## What the exercise asks
In the text about Ken Howard, in which Broadway production did he play Thomas Jefferson?

Saturday, 2 April 2016
Ken Howard R.I.P.
Ken Howard was born on March 28 1944 in El Centro, California. He grew up in Manhasset, New York. He attended Amherst College and then studied acting at the Yale School of Drama. He made his Broadway debut in Promises Promises in 1970. That same year he made his film debut in Tell Me That You Love Me, Junie Moon. In the late Sixties he went on to appear on Broadway in 1776 (in which he played Thomas Jefferson) and Child's Play.
The Seventies would prove to be a busy decade for Mr. Howard. He appeared on Broadway in the productions Seesaw, Little Black Sheep, The Norman Conquests: Living Together, The Norman Conquests: Table Manners, The Norman Conquests: Round and Round the Garden, and 1600 Pennsylvania Avenue. He appeared in the films Such Good Friends (1971), The Strange Vengeance of Rosalie (1972), 1776 (1972), and Independence (1976). On television he played the lead role in three different TV shows: Adam's Rib (a sitcom based on the classic film of the same name), The Manhunter (a series about a bounty hunter set during the Depression), and The White Shadow (a series centred on a high school basketball coach). He guest starred on the shows Bonanza, Medical Centre, and Hallmark Hall of Fame.
The Eighties saw Ken Howard appear as a regular in multiple TV shows as well: the sitcom It's Not Easy, Dynasty, and The Colbys. He guest starred on the shows Glitter, Hotel, and American Playhouse. He appeared in the miniseries The Thorn Birds. He appeared in the film Second Thoughts (1983). He appeared on Broadway in Rumours.
In the Nineties Ken Howard guest starred on P.S.I. Luv U; The Golden Girls; One West Waikiki; Murder, She Wrote; The Client; Diagnosis Murder; The West Wing; and The Practice. He had a recurring role on Melrose Place. He was a guest voice on Batman: The Animated Series. Mr. Howard appeared in the films Oscar (1991), Ulterior Motives (1993), Clear and Present Danger (1994), The Net (1995), and At First Sight (1999).

## Dataset content
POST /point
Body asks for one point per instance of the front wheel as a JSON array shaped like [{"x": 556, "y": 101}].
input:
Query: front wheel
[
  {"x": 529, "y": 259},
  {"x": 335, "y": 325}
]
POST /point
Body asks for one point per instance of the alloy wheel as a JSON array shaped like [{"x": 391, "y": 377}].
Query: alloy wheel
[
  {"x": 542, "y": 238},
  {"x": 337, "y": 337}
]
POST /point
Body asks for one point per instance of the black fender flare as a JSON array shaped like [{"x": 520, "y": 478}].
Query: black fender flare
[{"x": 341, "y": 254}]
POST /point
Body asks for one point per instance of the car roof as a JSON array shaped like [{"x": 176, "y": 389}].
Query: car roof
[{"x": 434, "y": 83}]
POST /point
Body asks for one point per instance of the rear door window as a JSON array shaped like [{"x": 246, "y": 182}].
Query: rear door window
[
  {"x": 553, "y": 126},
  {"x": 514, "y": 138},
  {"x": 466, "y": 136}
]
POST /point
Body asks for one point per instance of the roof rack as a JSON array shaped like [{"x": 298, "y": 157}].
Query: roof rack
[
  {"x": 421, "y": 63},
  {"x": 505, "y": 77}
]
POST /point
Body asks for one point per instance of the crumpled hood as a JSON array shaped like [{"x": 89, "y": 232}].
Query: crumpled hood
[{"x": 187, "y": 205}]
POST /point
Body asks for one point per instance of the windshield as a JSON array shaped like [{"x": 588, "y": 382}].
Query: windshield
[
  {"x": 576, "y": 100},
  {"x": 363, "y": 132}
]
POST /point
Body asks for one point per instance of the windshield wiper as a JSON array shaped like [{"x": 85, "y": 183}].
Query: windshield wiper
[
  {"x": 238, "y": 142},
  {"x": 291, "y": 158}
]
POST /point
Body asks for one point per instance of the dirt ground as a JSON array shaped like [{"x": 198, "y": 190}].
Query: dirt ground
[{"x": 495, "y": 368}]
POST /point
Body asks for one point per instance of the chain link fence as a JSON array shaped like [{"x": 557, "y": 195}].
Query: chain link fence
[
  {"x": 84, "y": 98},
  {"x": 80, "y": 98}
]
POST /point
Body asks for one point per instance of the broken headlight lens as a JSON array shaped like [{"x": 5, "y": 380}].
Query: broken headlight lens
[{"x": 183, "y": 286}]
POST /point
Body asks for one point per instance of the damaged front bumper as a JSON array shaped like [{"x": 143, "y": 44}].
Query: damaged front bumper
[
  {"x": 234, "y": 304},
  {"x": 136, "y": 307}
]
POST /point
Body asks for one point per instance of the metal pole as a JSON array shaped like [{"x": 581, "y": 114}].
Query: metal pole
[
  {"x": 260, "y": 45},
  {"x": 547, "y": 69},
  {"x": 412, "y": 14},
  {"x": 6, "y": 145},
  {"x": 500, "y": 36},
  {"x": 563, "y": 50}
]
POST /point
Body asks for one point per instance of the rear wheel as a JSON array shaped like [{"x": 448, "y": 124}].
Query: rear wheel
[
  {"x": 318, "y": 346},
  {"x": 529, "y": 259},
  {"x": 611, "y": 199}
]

## Written reply
1776